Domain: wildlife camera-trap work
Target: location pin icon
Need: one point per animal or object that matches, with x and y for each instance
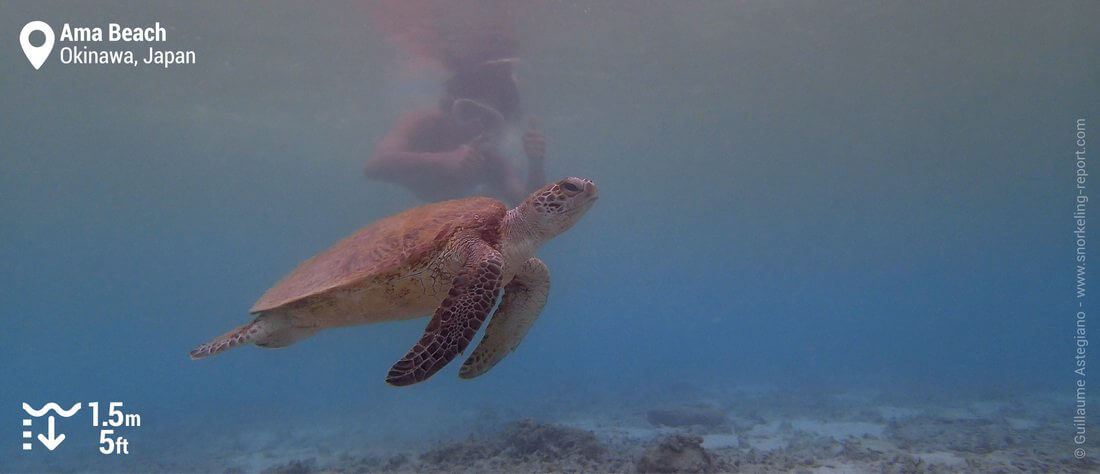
(36, 55)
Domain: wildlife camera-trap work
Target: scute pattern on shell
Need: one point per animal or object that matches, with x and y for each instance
(385, 247)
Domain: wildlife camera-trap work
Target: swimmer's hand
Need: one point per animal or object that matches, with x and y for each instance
(535, 144)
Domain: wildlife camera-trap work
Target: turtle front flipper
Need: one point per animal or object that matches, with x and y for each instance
(455, 321)
(523, 301)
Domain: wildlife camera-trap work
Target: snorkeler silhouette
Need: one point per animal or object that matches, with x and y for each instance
(451, 151)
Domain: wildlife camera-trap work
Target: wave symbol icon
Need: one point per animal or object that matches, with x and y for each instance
(51, 407)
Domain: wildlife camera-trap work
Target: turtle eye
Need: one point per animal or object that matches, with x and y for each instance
(570, 187)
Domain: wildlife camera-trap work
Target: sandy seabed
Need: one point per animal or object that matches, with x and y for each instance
(747, 430)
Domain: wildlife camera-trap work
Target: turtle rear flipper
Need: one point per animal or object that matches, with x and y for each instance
(455, 321)
(523, 301)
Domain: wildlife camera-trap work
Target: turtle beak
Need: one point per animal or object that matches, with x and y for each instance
(590, 188)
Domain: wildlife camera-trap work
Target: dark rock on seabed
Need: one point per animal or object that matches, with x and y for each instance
(678, 453)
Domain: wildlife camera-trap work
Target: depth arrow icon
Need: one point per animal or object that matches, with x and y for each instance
(51, 442)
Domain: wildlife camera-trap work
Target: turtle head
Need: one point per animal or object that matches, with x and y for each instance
(556, 207)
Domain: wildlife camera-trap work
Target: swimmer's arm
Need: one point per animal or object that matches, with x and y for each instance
(535, 147)
(394, 162)
(504, 179)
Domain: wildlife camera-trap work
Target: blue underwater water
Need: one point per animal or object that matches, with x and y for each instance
(813, 197)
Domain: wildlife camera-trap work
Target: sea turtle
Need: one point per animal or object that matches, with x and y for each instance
(451, 257)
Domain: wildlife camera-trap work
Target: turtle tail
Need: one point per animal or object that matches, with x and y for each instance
(237, 337)
(266, 331)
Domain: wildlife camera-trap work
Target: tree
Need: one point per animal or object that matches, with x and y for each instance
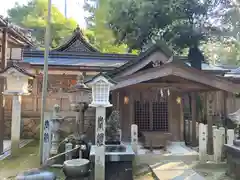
(34, 15)
(104, 38)
(181, 23)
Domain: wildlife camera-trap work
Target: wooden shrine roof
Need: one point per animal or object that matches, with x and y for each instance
(180, 76)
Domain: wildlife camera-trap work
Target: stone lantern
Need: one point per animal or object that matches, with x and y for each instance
(79, 96)
(16, 86)
(17, 80)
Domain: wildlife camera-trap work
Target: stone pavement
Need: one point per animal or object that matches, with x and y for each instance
(187, 171)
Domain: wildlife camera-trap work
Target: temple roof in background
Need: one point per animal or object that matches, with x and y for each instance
(76, 51)
(76, 43)
(19, 35)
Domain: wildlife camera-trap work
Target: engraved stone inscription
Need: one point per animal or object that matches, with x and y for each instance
(100, 123)
(100, 139)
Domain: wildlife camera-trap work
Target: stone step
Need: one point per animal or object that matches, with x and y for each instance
(175, 171)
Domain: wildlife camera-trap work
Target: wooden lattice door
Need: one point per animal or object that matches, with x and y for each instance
(152, 116)
(142, 115)
(160, 116)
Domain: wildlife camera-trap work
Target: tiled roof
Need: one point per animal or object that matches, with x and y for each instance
(18, 68)
(75, 61)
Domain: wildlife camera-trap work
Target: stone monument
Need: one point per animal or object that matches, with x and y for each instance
(17, 86)
(113, 131)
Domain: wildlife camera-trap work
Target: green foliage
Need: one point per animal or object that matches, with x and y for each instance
(34, 15)
(104, 38)
(182, 23)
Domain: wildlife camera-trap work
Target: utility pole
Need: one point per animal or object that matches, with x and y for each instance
(2, 84)
(45, 76)
(65, 9)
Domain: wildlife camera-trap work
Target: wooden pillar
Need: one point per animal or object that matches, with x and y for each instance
(210, 122)
(2, 83)
(224, 113)
(194, 118)
(35, 92)
(181, 120)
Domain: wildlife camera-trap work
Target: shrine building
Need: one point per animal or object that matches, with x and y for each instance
(154, 89)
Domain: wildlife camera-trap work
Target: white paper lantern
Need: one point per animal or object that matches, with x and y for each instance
(79, 93)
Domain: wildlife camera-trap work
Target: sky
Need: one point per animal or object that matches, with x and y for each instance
(74, 10)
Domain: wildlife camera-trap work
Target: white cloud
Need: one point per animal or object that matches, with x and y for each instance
(74, 8)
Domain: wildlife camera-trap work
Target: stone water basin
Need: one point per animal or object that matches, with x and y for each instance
(118, 162)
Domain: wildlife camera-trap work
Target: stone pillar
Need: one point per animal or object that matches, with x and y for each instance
(219, 141)
(216, 145)
(46, 137)
(16, 124)
(68, 147)
(210, 99)
(230, 136)
(194, 119)
(99, 173)
(202, 142)
(134, 138)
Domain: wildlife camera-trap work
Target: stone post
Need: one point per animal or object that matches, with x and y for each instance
(202, 142)
(230, 136)
(223, 140)
(218, 141)
(68, 147)
(46, 137)
(99, 173)
(134, 138)
(16, 124)
(56, 122)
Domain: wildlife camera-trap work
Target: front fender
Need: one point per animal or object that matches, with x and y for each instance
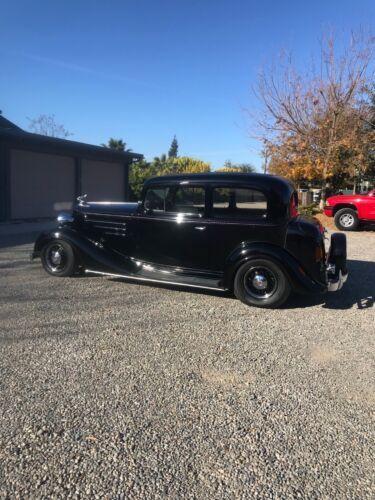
(298, 278)
(91, 254)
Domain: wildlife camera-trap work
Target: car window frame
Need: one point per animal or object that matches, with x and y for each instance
(169, 214)
(238, 220)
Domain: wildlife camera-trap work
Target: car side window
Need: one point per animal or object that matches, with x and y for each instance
(239, 203)
(155, 199)
(186, 199)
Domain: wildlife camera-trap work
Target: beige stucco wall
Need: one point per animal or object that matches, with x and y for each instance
(42, 185)
(103, 181)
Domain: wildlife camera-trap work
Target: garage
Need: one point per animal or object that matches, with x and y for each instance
(30, 173)
(41, 176)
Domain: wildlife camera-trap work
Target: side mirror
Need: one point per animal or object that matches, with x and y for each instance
(147, 208)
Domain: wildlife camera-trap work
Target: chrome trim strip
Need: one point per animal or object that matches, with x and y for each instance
(130, 277)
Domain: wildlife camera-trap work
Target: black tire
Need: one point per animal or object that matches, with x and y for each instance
(346, 219)
(58, 258)
(261, 283)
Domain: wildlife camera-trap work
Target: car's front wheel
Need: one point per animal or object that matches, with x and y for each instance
(346, 219)
(58, 258)
(261, 283)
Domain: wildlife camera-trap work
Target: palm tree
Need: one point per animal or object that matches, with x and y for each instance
(118, 144)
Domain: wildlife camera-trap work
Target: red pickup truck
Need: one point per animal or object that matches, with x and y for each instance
(349, 211)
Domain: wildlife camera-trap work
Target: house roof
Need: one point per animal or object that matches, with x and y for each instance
(26, 140)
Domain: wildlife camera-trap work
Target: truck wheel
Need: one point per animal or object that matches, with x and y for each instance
(261, 283)
(346, 219)
(58, 258)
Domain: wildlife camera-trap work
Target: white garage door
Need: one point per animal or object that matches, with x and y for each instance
(42, 185)
(103, 181)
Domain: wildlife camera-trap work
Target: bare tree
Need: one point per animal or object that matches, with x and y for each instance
(46, 125)
(309, 115)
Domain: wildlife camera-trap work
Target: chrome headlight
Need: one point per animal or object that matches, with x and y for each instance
(65, 218)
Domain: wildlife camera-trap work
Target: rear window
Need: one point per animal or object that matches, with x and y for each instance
(239, 203)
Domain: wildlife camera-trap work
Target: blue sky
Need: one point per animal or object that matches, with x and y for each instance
(144, 70)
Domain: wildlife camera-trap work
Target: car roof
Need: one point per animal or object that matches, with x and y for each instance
(263, 181)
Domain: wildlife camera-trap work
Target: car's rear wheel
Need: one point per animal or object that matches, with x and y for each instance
(346, 219)
(58, 258)
(261, 283)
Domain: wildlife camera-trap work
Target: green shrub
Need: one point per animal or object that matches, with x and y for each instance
(310, 210)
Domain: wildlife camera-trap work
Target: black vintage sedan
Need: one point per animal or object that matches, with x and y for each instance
(223, 231)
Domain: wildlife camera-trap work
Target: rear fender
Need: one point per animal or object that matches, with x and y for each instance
(298, 278)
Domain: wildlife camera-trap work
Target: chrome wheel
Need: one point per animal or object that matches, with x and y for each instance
(260, 283)
(56, 258)
(347, 220)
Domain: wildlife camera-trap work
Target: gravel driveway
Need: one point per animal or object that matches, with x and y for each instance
(130, 391)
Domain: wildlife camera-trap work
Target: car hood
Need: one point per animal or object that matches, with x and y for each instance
(107, 208)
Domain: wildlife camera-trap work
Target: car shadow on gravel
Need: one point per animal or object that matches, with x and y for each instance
(359, 290)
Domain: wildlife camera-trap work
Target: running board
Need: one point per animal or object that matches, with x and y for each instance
(151, 280)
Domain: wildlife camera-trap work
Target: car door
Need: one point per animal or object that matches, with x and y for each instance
(238, 215)
(172, 229)
(367, 207)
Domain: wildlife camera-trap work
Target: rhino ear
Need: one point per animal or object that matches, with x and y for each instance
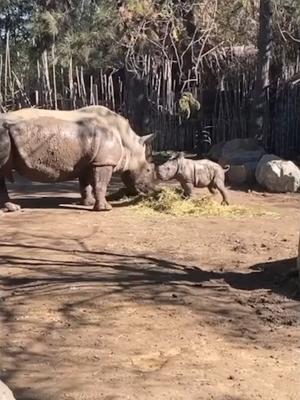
(147, 138)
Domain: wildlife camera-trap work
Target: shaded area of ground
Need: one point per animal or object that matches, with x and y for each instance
(121, 306)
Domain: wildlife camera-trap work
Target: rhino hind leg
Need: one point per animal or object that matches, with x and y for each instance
(187, 189)
(86, 189)
(101, 178)
(129, 183)
(5, 204)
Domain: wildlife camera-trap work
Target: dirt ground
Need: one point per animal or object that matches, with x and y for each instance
(125, 306)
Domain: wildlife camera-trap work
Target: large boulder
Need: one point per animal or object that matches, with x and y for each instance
(5, 392)
(277, 175)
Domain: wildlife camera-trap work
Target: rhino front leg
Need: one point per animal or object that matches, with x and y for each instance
(101, 178)
(5, 203)
(187, 189)
(129, 183)
(86, 189)
(222, 189)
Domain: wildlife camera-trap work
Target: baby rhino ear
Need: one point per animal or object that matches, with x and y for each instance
(147, 138)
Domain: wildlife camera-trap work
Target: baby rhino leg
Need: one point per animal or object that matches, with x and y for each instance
(220, 185)
(211, 187)
(187, 188)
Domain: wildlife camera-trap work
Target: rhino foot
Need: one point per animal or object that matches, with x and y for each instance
(11, 207)
(225, 203)
(89, 201)
(102, 207)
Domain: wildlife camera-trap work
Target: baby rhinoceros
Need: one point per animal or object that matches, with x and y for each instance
(191, 173)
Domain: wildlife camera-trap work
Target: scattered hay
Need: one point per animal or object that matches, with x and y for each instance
(170, 201)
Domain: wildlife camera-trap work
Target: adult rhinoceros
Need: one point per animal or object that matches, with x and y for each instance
(55, 146)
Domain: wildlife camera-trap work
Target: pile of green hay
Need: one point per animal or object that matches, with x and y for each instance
(170, 201)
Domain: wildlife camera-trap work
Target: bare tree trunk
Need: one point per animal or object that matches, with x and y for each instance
(263, 66)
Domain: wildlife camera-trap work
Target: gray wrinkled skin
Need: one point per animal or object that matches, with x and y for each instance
(56, 146)
(190, 173)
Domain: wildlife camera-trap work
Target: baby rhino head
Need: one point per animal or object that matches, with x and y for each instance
(169, 169)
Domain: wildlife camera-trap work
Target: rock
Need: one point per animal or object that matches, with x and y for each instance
(5, 392)
(277, 175)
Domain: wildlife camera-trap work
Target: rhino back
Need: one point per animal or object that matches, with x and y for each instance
(49, 149)
(130, 140)
(5, 144)
(200, 172)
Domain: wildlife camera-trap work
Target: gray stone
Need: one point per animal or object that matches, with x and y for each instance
(5, 392)
(277, 175)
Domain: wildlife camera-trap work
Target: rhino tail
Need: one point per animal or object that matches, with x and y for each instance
(226, 167)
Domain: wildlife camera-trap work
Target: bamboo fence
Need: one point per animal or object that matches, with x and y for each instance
(224, 113)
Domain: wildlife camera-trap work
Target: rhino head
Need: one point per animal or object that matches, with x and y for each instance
(169, 169)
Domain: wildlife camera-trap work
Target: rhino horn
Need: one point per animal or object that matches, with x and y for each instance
(147, 138)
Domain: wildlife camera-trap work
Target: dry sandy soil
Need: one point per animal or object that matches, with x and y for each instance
(126, 306)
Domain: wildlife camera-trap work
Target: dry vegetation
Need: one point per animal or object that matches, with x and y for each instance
(170, 201)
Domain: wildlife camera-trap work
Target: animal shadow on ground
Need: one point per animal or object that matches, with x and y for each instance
(99, 276)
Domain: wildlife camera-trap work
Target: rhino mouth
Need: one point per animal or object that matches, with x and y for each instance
(145, 189)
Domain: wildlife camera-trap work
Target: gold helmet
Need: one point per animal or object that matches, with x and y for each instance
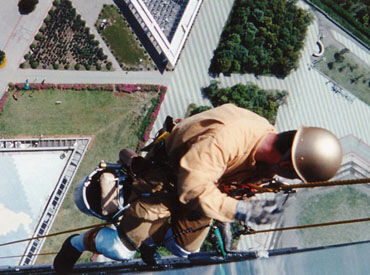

---------------

Which lines of the records above contain the word "black"? Report each such line in full, and treat case as significant.

• The solution:
Target: black tire
Target: black vintage sedan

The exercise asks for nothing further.